Exercise instructions:
1) In the roleplay thread, what does Sijansur feel coming toward the team?
2) Translate this sentence from the roleplay thread into Spanish: "Time seemed to drag on forever here, the days lasting far longer or shorter than they should."
3) Please copy the roleplay thread word for word, beginning at the words "Rico and Lucifer, as" and stopping after "coming to the roof.".

Page text:

********************

Rico came out of the Thunderhawk and looked to the ground of the planet. The smell was awfull and the planet didn't seem as healthy as it should have been. ''All clear over here'' he said. Putting his PowerClaymore on his back again.


----------



## chrisman 007 (Jan 3, 2008)

Veldt awoke to the sound of jets. Had the transmission got through? He didn't know. He headed towards the sound. It was on the roof of a warehouse. The thunderhawk had the unmistakable symbol of deathwatch. They were here. "Hey, over here!" he shouted up to them. whether they heard him, he didn't know. He looked around for means to get to the roof. A stair well. He headed towards and started to climb.

(OOC: Sorry if I god-modded in my last post.)


----------



## Silar (Mar 19, 2008)

Marius walked of the ramp , the bottom half of the cloak flowing in the Thunderhawk's jet stream, he pulled out his bolter, then he saw a imperial guardsmen waving from another roof. "Brothers if you'd excuse me" he said as he ran to the stair wall and swung round above the ground, holding onto the rail. In case of a traitor guard Marius began to recite one of the many sayings of his chapter, "Suffer not the heretics, for they are lost to the imperium." He sprint across the space between the buildings in case of enemy snipers.


----------



## darkreever (Apr 3, 2008)

[Yeah Silar, Veldt is currently climbing the stairs of the building the team is on; so jumping down to him makes little sense.]

Rico and Lucifer, as you both look over the side of the building you see nothing but empty streets; everything is dead silent other than the sound of the thunderhawks engines which can be heard for quite some distance.

All, Despite the dead silence of this world, none of you hear Veldt calling up to you; whether it is because of the elevation or another reason is unknown to you.

Marius, as you look over another side of the building, you thought you saw something move into the building but you only got a fraction of a second to see it.

Corvix, as you train your gun towards the stairs, you hear the faint sounds of footfalls on stone, someone is coming to the roof.

Sijansur, you push out with your mind but can feel nothing hostile in the immediate area. However you do feel something odd coming your way, something that feels of life and death at the same time.

Corvix and Marius turn to Sijansur and at the same time warn that something is coming up. Sijansur motions for the rest of the team to cover the stairs as whatever is coming nears the top.

Veldt, as you close the distance from where you are to the roof; you can't help but wonder who got your message and why it had taken so long; or exactly how long it had been. Time seemed to drag on forever here, the days lasting far longer or shorter than they should. As you reach the top, you cautiosly exit the stairwell and look around. Just as you do though, the thunderhawk takes off, and you rush out to it yelling for the pilots to stop and come back, but your words are drowned out by the roar of the engines. As the transport leaves, your head sinks down a little and you turn around, whoever had come had left abruptly for whatever reason; that is until a voice called out from your side and almost made you jump.

********************

Photo-based referring expression data:
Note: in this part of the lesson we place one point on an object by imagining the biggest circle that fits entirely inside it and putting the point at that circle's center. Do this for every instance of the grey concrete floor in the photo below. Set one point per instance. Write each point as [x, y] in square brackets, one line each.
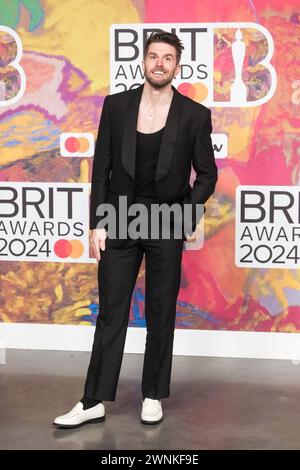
[215, 403]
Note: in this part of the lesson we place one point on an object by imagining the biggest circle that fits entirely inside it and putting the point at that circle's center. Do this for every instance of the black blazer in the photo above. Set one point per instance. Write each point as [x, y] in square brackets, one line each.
[186, 140]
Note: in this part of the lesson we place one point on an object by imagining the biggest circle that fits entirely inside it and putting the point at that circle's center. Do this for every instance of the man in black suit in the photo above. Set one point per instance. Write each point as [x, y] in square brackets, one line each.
[148, 138]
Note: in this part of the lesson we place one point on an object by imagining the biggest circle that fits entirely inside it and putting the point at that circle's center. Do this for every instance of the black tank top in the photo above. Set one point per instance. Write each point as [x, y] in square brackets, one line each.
[147, 150]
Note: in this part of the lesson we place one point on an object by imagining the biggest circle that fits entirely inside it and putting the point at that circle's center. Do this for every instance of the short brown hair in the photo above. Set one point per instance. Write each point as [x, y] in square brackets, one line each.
[169, 38]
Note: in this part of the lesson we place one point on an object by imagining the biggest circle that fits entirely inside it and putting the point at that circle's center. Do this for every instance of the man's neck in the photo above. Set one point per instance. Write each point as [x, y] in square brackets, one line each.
[157, 96]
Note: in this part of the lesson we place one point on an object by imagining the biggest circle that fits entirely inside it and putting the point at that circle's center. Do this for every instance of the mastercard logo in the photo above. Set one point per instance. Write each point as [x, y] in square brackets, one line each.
[76, 144]
[196, 91]
[68, 248]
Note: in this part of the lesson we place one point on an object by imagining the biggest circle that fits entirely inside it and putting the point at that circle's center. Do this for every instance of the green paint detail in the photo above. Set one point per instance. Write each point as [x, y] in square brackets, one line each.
[10, 12]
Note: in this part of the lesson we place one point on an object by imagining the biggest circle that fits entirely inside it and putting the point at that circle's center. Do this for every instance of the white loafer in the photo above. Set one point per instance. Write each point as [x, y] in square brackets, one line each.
[151, 411]
[78, 416]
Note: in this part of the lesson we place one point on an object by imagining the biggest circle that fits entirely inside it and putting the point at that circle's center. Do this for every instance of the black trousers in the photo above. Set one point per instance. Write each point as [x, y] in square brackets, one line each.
[118, 269]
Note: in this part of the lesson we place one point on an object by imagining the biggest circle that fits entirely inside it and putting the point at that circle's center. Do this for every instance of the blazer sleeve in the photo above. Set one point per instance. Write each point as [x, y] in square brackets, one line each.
[205, 167]
[101, 165]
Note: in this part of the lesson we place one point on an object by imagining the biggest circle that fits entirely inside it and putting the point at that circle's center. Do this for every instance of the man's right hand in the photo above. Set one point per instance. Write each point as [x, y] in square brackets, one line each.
[98, 237]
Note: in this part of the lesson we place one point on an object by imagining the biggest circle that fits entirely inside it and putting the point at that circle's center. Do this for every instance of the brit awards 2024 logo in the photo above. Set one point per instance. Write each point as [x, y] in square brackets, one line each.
[222, 64]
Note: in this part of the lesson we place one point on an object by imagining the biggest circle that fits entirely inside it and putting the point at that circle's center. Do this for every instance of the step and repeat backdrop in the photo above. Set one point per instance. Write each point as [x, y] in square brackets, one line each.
[58, 61]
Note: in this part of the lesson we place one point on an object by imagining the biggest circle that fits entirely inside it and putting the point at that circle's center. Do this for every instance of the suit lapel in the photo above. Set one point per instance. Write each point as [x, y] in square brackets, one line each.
[168, 142]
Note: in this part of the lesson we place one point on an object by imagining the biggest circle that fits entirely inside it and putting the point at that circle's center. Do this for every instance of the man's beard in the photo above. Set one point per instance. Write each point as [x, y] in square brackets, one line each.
[160, 83]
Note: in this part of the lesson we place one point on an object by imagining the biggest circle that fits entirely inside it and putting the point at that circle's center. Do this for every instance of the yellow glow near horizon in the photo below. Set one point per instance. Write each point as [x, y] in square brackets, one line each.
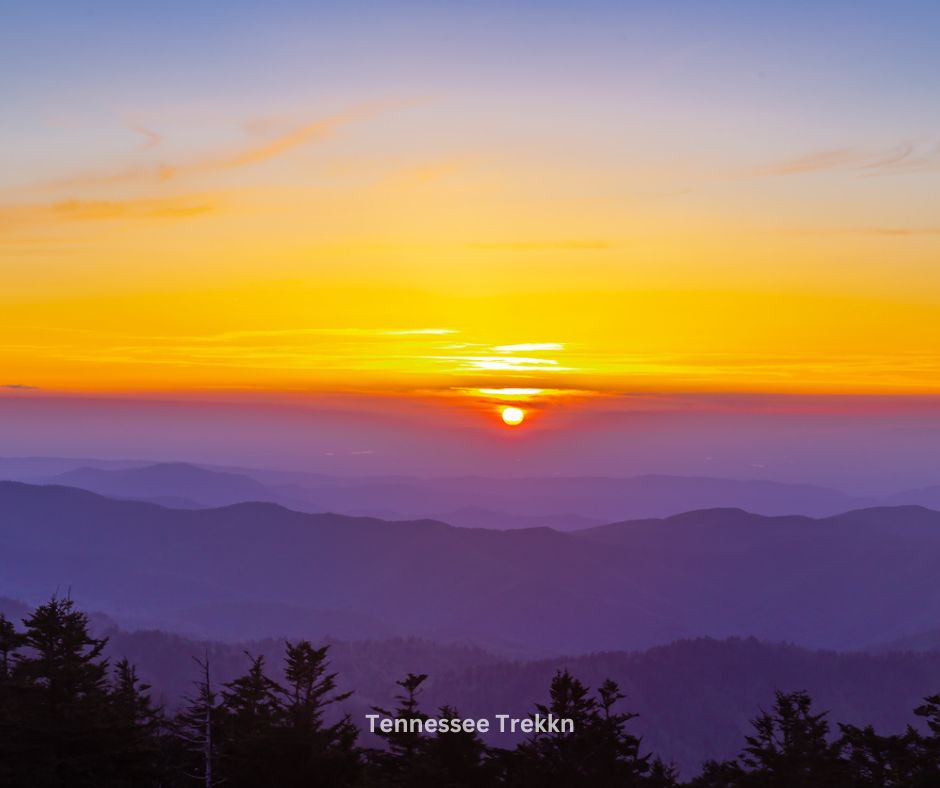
[301, 261]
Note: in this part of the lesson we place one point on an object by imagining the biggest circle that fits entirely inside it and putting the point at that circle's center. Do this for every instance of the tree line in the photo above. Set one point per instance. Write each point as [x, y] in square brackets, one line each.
[68, 718]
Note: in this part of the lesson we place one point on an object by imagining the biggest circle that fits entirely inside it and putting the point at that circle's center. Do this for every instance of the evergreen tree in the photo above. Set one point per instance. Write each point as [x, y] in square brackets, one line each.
[929, 745]
[599, 751]
[458, 758]
[10, 642]
[881, 761]
[251, 711]
[309, 749]
[789, 747]
[196, 728]
[60, 723]
[137, 728]
[404, 763]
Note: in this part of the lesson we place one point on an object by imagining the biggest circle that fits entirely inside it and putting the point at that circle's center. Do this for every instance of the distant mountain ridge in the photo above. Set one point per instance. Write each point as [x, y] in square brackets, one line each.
[840, 582]
[567, 503]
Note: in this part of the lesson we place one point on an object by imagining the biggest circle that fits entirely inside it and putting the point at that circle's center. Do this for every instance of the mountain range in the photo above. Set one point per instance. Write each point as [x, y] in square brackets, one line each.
[256, 569]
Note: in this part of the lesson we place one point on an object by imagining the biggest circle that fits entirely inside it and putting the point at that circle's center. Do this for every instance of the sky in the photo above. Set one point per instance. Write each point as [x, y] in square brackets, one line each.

********************

Numbered answers:
1) Something odd that feels of life and death at the same time.

2) El tiempo parecía alargarse eternamente aquí, y los días duraban mucho más o mucho menos de lo que deberían.

3)
Rico and Lucifer, as you both look over the side of the building you see nothing but empty streets; everything is dead silent other than the sound of the thunderhawks engines which can be heard for quite some distance.

All, Despite the dead silence of this world, none of you hear Veldt calling up to you; whether it is because of the elevation or another reason is unknown to you.

Marius, as you look over another side of the building, you thought you saw something move into the building but you only got a fraction of a second to see it.

Corvix, as you train your gun towards the stairs, you hear the faint sounds of footfalls on stone, someone is coming to the roof.